━━ Document segment

Thirty years ago, the Sicilian mafia killed judge Giovanni Falcone with a bomb so powerful it was registered by experts monitoring volcanic tremors from Etna on the other side of the island.

Italy marks 30-year anniversary of anti-mafia judge murder

The explosion, which ripped through a stretch of motorway near Palermo at 5.56 pm on May 23rd 1992, sent shockwaves across Italy, but also signalled the start of the mafia’s decline.

Anti-mafia prosecuting magistrate Falcone, his wife, and three members of his police escort were killed.

The mob used a skateboard to place a 500-kilogram (1,100-pound) charge of TNT and ammonium nitrate in a tunnel under the motorway which linked the airport to the centre of Palermo.

Falcone, driving a white Fiat Croma, was returning from Rome for the weekend.

At a look-out point on the hill above, a mobster nicknamed “The Pig” pressed the remote control button as the judge’s three-car convoy passed.

The blast ripped through the asphalt, shredding bodies and metal, and flinging the lead car several hundred metres.

The three policemen on board were killed instantly.

READ ALSO: Could body found on Italy’s Mount Etna help solve long-standing mafia mystery?

Falcone, whose wife was sitting beside him, had slowed seconds before the explosion and the car slammed into a concrete guard rail.

His chauffeur, who was sitting in the back, survived, as did the three agents in the convoy’s rear.

A “garden of memory” now stands on the site of the attack. Oil from olive trees that grow there is used by Sicilian churches for anointing children during baptisms and confirmations.

‘Mafia massacre’

Falcone posed a real threat to the Cosa Nostra, an organised crime group made famous by “The Godfather” trilogy and which boasted access to the highest levels of Italian power.

It was he who gathered evidence from the first mafia informants for a groundbreaking trial in which hundreds of mobsters were convicted in 1987.

And at the time of the attack, he headed the justice ministry’s criminal affairs department in Rome and was working on a package of anti-mafia laws.

━━━━

In the article on the Falcone murder, what did the mob use to place the explosive charge in the tunnel under the motorway?

━━ Provided information

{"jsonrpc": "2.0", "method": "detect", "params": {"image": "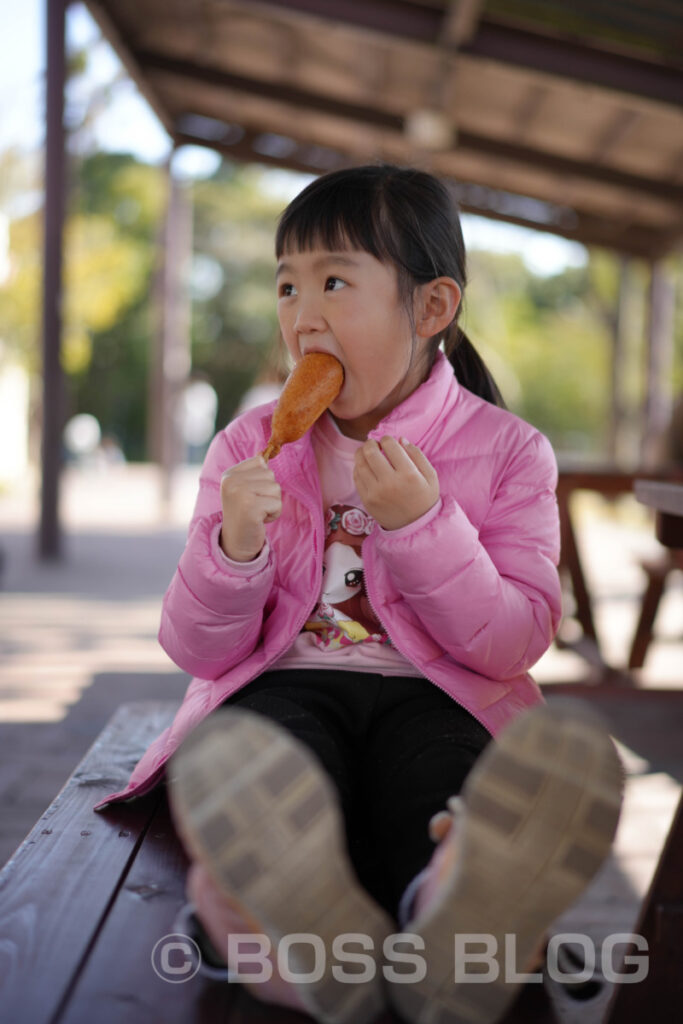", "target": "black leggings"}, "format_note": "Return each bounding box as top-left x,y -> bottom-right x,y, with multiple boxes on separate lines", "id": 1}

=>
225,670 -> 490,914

━━━━
━━ Provided information

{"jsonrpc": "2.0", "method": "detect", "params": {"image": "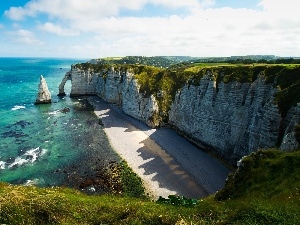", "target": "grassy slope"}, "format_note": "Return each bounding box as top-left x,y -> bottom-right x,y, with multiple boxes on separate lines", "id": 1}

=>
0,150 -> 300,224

━━━━

■ **Full response**:
A skateboard.